(Entries from an annotation dataset)
★ ★ ★ ★ ★
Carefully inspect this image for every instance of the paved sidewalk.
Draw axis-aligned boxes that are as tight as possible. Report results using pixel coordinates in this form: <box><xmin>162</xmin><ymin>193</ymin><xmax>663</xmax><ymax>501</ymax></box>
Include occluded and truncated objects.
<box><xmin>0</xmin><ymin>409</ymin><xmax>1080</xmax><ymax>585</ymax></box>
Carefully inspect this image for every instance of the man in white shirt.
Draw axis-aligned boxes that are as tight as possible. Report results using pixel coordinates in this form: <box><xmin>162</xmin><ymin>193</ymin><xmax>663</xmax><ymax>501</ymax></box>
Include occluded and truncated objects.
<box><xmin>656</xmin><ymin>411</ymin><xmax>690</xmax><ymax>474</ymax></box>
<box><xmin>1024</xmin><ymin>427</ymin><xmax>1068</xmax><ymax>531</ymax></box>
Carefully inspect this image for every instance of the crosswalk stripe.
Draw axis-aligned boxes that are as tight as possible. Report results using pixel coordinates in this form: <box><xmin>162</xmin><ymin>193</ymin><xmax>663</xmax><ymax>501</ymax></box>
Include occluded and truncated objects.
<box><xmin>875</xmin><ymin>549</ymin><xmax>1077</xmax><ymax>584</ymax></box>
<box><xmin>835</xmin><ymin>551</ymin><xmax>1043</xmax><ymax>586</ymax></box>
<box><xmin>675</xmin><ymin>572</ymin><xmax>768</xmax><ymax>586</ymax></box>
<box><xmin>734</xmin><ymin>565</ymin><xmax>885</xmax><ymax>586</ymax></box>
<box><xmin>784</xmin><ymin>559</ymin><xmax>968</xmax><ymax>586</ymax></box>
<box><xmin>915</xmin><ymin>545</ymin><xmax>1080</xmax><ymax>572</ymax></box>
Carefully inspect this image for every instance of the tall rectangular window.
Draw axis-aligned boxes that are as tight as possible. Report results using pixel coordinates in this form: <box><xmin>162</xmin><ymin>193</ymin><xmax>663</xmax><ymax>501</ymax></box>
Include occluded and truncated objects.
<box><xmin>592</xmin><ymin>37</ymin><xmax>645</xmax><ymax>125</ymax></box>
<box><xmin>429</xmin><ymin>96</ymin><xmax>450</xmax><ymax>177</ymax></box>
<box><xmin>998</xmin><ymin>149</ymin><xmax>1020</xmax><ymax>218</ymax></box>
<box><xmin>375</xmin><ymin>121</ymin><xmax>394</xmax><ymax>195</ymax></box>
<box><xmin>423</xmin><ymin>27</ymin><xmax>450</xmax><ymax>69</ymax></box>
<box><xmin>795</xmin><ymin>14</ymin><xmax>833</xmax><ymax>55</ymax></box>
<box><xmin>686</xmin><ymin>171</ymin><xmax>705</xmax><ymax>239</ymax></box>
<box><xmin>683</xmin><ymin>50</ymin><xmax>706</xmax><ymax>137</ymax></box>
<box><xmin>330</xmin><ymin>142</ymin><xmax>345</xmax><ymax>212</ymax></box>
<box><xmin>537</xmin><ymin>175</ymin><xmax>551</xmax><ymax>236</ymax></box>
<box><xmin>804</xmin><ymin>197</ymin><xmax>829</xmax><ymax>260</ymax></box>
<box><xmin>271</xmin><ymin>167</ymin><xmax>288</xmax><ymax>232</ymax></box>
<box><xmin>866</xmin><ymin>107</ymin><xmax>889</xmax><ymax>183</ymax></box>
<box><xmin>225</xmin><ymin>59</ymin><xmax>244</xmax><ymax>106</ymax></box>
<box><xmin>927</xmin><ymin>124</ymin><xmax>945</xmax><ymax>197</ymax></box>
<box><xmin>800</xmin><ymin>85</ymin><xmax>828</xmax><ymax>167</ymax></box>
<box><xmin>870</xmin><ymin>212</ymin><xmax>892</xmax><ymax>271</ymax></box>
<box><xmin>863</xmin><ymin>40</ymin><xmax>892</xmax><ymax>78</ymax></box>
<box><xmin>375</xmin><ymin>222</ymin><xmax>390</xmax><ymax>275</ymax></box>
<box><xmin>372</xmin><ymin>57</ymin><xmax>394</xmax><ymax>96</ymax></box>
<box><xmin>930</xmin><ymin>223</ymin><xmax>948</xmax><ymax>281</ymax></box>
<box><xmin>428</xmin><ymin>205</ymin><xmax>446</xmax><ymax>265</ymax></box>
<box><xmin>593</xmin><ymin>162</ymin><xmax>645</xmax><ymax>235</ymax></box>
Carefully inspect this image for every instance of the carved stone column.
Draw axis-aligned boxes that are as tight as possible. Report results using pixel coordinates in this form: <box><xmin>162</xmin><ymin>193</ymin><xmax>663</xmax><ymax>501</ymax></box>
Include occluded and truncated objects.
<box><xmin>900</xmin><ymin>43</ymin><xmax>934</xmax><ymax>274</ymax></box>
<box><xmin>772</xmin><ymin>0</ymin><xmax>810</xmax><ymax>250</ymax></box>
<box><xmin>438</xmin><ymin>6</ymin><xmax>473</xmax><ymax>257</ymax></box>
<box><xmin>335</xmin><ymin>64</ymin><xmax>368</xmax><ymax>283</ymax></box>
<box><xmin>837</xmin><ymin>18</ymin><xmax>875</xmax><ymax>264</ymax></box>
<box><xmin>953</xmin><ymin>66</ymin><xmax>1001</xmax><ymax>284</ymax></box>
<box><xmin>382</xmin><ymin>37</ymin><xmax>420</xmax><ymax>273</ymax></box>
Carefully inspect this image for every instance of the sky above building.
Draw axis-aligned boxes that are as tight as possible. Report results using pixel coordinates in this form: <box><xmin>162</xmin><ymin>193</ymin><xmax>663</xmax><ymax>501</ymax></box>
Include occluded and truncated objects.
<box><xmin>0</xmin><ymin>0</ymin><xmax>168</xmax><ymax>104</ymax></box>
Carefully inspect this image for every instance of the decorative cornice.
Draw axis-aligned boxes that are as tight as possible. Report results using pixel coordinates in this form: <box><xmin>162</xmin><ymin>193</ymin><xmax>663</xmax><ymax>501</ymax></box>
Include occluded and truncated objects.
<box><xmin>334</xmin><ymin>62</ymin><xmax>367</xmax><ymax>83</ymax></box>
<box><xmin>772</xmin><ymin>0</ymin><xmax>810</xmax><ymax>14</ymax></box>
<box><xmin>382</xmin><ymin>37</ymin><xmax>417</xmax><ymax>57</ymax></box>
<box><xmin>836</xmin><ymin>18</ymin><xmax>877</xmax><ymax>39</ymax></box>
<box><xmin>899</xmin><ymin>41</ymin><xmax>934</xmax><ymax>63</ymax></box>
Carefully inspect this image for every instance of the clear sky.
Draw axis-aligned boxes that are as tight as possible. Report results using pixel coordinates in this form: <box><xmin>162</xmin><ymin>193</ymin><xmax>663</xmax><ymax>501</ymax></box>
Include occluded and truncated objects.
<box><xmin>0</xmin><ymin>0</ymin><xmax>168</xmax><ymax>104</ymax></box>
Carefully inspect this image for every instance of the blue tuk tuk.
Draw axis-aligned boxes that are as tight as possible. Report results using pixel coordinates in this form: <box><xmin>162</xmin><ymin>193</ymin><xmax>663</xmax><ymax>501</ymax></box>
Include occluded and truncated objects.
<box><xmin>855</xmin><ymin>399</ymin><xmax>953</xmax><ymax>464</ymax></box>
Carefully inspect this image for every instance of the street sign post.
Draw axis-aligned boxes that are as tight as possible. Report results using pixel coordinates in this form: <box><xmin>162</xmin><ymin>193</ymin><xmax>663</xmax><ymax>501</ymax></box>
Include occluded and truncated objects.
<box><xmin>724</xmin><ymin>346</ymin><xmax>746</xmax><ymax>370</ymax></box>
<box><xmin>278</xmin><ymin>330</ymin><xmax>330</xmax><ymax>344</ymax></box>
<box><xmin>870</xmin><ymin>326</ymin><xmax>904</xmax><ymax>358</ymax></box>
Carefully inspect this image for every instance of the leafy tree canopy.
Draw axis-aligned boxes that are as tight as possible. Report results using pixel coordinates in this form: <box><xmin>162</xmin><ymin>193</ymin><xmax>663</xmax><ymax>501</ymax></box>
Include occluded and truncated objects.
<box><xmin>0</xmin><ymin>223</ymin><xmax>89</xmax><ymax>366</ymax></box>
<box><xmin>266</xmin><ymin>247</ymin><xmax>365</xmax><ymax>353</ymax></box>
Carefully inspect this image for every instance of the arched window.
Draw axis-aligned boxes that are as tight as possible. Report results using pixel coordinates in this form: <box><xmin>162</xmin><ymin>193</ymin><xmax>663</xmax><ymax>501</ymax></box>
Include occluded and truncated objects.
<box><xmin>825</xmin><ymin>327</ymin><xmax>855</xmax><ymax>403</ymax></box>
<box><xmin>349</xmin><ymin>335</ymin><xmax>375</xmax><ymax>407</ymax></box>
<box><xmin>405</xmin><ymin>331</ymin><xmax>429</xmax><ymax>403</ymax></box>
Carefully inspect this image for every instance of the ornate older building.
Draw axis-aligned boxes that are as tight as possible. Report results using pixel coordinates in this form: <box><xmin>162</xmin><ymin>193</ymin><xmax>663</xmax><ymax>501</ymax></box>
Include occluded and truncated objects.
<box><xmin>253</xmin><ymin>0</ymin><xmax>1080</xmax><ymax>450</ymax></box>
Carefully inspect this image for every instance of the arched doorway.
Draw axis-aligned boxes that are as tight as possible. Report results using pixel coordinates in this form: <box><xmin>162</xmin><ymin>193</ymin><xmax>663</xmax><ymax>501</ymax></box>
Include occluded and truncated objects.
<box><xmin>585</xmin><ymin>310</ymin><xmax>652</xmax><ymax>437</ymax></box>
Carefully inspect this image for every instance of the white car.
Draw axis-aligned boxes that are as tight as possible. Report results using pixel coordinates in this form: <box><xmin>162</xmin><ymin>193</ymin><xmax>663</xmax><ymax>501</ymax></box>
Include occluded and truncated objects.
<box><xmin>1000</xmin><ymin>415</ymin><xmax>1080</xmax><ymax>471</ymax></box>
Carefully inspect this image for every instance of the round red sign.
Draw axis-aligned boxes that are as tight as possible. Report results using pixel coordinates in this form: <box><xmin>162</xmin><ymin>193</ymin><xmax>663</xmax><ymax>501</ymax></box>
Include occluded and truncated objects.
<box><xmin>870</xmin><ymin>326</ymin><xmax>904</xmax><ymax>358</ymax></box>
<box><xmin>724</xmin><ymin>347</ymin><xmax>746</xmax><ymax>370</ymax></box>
★ ★ ★ ★ ★
Can you rewrite the lines from the one with "Carefully inspect this image for every instance of the round" through the last line, changing "round red sign" to "circular red sign" and leaving everything else unchanged?

Carefully inspect this image for every instance of the circular red sign.
Draw axis-aligned boxes that are as tight as possible. Report results using pixel coordinates in this form: <box><xmin>162</xmin><ymin>193</ymin><xmax>663</xmax><ymax>501</ymax></box>
Include occluded and truncated objects.
<box><xmin>870</xmin><ymin>326</ymin><xmax>904</xmax><ymax>358</ymax></box>
<box><xmin>724</xmin><ymin>347</ymin><xmax>746</xmax><ymax>370</ymax></box>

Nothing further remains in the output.